**ПРЕДСТАВЛЕННЫЕ СВЕДЕНИЯ:**
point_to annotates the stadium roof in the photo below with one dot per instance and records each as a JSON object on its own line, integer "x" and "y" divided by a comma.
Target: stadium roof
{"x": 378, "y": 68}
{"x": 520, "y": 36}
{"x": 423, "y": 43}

**ЦЕЛЬ ЗАДАНИЯ:** Перепечатайте все приведенные выше записи целиком, ничего в них не меняя.

**ПИСЬМЕННЫЙ ОТВЕТ:**
point_to annotates the stadium roof in the photo below with one dot per instance and records each as a JSON object on its own line, integer "x" and "y" divided by a comma.
Target: stadium roof
{"x": 378, "y": 68}
{"x": 520, "y": 36}
{"x": 423, "y": 43}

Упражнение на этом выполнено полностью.